* [Selected text]

▼

Reserve Bank Governor Adrian Orr. Photo / Mark Mitchell
The Reserve Bank (RBNZ) has expanded its Quantitative Easing programme to up to $100 billion to further lower retail interest rates.
The RBNZ left the official cash rate unchanged at 0.25 in today's Monetary Policy Statement.
But the monetary policy committee agreed to expand the Quantitative Easing (QE) programme - sometimes dubbed "printing money" - from a previous limit of $60b.
It has extended the length of the programme to June 2022.
In the currency market, the bank's comments on the exchange rate, plus the possibility of negative interest rates at some point in the future, saw the New Zealand dollar fall by about 25 basis points to US65.50c.
Today's RBNZ decision and statement were more dovish than expected. A larger-than-expected increase in the Large-Scale Asset Purchase (LSAP) programme to $100bn from $60bn and emphasis on additional monetary policy support tools offset less negative economic forecasts.

▲

* [Phrase grounding data]
▼

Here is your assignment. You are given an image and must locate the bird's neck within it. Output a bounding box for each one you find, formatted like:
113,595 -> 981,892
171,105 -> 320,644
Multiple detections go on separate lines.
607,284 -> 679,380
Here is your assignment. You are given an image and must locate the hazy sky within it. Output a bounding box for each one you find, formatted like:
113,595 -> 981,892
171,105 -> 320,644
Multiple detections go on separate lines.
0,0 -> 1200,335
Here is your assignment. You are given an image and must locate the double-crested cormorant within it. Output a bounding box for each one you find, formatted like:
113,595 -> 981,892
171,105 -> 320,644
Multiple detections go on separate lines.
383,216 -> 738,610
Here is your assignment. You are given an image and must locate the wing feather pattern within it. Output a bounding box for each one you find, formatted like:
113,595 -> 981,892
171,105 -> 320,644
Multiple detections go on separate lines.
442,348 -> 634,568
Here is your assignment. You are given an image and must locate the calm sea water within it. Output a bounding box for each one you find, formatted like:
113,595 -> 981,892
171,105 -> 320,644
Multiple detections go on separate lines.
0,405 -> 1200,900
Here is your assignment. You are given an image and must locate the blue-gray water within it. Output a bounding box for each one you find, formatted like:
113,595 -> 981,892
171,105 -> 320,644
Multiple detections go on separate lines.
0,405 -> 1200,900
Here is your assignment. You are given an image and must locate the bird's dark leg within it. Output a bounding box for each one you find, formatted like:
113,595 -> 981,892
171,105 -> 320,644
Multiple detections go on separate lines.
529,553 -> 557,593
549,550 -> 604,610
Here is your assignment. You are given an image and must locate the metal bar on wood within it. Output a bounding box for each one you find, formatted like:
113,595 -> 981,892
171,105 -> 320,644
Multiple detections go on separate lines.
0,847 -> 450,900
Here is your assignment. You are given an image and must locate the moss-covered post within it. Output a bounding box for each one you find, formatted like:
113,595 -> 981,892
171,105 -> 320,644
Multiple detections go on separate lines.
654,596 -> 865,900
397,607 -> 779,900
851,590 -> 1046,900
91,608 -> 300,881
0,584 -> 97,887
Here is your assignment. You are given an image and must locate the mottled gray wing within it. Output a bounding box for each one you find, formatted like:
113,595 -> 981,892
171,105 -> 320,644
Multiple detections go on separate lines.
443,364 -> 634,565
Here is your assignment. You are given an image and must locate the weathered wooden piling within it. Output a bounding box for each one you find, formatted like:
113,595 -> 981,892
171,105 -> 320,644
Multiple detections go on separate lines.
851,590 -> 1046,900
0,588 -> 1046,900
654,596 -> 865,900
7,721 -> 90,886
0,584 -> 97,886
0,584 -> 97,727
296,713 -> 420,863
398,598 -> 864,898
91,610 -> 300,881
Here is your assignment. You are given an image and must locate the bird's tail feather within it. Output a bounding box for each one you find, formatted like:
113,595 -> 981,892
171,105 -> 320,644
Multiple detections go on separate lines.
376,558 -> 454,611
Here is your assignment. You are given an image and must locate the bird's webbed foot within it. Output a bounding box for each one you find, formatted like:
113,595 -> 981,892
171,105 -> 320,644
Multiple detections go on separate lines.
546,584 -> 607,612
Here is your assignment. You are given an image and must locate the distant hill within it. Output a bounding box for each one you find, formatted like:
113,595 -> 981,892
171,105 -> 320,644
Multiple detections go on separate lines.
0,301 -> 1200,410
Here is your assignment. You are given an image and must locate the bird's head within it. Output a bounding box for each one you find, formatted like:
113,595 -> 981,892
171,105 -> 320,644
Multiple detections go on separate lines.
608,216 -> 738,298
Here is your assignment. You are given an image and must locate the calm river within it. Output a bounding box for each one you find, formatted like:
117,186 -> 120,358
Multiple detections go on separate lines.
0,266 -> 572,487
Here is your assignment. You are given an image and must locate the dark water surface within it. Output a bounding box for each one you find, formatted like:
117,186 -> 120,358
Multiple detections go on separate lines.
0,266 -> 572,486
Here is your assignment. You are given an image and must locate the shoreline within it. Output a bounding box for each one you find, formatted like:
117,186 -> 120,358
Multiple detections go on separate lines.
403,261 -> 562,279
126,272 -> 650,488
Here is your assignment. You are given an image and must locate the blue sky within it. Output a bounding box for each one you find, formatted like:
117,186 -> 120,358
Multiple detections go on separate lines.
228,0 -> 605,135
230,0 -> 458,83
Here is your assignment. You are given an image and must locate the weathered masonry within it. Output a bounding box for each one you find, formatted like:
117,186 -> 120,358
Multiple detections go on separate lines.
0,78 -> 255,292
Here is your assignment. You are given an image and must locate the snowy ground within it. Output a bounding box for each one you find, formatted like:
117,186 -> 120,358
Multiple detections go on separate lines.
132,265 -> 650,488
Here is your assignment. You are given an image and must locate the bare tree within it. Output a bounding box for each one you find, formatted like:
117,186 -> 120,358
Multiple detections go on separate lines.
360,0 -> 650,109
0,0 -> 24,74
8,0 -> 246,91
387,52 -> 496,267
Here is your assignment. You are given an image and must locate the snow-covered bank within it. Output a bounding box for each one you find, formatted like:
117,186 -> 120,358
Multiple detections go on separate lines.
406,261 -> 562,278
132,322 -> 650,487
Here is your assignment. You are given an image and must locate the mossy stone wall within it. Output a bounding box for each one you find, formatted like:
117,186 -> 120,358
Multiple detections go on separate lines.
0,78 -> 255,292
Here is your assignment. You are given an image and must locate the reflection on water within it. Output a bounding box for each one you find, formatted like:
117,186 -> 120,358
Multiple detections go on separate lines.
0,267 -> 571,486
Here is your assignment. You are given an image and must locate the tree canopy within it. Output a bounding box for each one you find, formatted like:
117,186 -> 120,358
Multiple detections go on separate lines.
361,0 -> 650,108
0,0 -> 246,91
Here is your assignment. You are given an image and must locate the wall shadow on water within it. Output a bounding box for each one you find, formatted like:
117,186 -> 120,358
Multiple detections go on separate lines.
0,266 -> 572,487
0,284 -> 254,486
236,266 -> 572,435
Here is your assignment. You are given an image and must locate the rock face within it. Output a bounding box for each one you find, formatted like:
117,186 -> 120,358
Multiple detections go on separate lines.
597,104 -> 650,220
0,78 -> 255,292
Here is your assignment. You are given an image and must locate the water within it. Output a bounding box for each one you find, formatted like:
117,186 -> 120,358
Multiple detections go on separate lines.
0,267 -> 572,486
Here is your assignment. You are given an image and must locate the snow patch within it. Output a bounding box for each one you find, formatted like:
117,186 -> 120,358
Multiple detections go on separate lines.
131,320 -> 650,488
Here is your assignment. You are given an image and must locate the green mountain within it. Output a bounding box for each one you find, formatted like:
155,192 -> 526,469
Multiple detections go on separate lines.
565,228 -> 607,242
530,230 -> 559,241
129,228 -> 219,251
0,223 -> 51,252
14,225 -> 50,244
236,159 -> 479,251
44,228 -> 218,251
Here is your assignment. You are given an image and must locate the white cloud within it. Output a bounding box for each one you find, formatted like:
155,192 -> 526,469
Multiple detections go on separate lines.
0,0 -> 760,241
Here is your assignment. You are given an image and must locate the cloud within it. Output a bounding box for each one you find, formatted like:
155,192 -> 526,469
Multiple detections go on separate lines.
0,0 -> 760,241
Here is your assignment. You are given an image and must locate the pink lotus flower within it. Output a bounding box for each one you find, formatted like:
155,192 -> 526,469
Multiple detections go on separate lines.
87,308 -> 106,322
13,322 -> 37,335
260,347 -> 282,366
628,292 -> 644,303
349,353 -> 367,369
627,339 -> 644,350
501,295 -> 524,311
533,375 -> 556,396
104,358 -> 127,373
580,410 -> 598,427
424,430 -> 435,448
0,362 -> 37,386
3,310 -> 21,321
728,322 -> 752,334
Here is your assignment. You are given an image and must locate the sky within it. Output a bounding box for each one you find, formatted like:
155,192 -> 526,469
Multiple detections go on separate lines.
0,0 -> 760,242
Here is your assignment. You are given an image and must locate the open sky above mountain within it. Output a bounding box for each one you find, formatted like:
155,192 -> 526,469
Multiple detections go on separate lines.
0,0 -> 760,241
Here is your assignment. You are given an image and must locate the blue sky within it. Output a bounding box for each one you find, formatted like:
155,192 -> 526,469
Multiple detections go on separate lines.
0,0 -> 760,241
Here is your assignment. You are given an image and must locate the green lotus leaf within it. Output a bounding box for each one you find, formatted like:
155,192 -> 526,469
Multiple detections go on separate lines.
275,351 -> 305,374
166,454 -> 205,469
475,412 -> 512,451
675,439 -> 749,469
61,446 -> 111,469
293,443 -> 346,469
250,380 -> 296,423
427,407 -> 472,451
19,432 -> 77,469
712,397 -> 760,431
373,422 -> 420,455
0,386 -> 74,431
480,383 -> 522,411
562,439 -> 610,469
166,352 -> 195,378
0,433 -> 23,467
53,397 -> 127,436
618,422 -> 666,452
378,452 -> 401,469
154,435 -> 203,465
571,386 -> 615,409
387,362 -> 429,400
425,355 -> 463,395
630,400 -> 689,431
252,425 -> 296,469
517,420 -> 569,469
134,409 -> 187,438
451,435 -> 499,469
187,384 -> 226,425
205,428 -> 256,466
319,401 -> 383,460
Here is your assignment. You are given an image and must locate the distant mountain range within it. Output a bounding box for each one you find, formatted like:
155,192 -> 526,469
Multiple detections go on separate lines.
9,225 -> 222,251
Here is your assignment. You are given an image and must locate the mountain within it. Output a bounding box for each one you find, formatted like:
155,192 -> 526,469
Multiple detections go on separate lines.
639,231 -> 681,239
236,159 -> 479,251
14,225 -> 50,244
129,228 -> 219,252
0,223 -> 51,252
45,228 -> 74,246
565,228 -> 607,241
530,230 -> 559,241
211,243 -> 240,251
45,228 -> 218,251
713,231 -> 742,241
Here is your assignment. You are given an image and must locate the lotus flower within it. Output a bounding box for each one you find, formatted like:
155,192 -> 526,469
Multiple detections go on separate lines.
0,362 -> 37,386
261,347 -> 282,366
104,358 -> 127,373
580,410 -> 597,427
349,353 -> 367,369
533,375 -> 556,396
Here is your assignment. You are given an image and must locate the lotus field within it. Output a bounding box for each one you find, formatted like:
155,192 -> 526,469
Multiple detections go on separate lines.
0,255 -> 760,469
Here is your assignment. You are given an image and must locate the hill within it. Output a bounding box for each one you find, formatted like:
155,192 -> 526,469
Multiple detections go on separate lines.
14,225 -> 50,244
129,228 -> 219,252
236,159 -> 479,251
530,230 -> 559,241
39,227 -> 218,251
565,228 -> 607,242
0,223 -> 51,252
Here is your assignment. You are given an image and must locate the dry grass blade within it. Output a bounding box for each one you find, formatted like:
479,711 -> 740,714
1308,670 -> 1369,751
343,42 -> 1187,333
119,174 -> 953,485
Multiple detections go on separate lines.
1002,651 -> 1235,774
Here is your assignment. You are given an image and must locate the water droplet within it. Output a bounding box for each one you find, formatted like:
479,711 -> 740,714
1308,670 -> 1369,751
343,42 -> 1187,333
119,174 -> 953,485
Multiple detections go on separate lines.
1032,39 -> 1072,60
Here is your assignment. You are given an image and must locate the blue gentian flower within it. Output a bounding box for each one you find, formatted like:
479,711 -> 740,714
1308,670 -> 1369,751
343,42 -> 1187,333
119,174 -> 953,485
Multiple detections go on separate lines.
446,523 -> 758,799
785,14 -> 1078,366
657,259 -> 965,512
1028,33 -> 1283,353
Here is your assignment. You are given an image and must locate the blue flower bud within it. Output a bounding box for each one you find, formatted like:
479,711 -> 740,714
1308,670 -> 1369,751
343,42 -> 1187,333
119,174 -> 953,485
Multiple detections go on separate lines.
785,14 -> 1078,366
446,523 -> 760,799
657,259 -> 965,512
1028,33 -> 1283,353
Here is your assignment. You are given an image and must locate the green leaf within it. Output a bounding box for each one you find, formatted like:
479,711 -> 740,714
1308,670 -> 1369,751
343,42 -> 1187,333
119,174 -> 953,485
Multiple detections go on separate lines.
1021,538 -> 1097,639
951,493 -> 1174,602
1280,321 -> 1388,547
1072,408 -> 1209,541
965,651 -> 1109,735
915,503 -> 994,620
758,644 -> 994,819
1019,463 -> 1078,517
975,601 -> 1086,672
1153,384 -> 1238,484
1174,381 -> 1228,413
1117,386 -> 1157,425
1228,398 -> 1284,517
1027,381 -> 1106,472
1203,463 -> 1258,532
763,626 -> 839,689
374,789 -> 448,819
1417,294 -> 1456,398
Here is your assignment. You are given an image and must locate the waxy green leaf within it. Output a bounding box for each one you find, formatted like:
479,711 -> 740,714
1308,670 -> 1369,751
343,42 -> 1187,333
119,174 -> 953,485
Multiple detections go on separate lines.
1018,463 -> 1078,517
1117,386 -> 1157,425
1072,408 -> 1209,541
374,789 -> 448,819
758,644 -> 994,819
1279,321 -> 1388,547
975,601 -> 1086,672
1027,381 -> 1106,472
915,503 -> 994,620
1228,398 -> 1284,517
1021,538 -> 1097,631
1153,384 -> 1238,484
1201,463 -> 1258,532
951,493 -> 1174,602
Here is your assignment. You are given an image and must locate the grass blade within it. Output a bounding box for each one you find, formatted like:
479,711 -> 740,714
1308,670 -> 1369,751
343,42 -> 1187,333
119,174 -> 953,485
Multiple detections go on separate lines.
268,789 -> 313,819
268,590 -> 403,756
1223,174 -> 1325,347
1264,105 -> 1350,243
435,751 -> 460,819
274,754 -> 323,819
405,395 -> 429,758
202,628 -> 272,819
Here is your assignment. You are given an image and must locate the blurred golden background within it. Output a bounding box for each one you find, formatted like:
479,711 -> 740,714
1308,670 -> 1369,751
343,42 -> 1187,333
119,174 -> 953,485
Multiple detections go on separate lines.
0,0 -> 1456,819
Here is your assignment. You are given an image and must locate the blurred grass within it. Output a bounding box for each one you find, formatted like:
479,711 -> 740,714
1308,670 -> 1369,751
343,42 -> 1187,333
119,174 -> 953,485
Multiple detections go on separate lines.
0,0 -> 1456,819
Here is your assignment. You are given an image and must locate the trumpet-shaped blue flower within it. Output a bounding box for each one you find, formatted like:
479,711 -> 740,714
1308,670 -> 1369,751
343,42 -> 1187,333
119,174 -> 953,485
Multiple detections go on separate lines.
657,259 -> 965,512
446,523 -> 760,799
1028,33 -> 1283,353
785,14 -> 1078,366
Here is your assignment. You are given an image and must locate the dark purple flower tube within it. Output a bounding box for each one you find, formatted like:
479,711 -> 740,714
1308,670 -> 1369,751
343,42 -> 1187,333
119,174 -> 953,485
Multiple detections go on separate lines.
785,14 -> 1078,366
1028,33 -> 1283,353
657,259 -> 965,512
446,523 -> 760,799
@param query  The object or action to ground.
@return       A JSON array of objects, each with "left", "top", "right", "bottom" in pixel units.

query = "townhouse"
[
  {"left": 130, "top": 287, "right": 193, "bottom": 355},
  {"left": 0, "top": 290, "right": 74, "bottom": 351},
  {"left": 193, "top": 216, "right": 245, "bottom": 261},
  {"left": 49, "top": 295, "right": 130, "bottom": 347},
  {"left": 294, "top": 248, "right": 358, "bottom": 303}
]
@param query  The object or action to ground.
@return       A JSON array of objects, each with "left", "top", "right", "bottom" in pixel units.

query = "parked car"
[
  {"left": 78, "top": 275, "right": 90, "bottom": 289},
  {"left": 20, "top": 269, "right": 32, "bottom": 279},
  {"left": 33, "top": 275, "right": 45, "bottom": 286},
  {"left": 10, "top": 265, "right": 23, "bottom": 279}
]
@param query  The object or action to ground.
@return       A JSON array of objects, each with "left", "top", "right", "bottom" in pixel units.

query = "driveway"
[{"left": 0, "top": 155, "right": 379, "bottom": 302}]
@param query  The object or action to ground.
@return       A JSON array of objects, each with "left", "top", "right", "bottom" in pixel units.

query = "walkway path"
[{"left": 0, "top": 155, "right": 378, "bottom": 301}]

▲

* [Exercise description] Write the next few sentences of the news article on the Reserve Bank's expanded Quantitative Easing programme, picking up after its final sentence.

* [Reply to the task]
The prospect of increased buying in the bond market saw the yield on the benchmark 10 year bond drop by 5 basis points to 0.73 per cent. When bond prices rally, yields fall.
2-year interest rate swap rates fell 5bp, 10-year government bond yields dropped 3bp.
The kiwi dollar was largely unmoved versus the AUD, perhaps reflecting the downplaying of foreign asset purchases (aka. FX intervention) as a preference among the remaining tools, a reference to the higher TWI reflecting well supported export commodity prices and forecasts for the TWI to remain close to current levels.
The economic forecasts were more positive but the assumption of a slight appreciation and then flat NZD (vs. depreciation in May forecasts), reduces inflation pressure such that the unconstrained OCR path was broadly unchanged.
The move reflected ongoing pandemic uncertainty, as highlighted by New Zealand's fresh lockdown, Governor Adrian Orr said.
"Any significant change in the global and domestic economic outlook remains dependent on the containment of the virus, which is highly uncertain as evidenced today by the return to social restrictions in New Zealand," he said in the statement.
"Such uncertainty is stifling household and business spending appetites, as highlighted in confidence surveys. Given the ongoing health uncertainty, there remains a downside risk to our baseline economic scenario."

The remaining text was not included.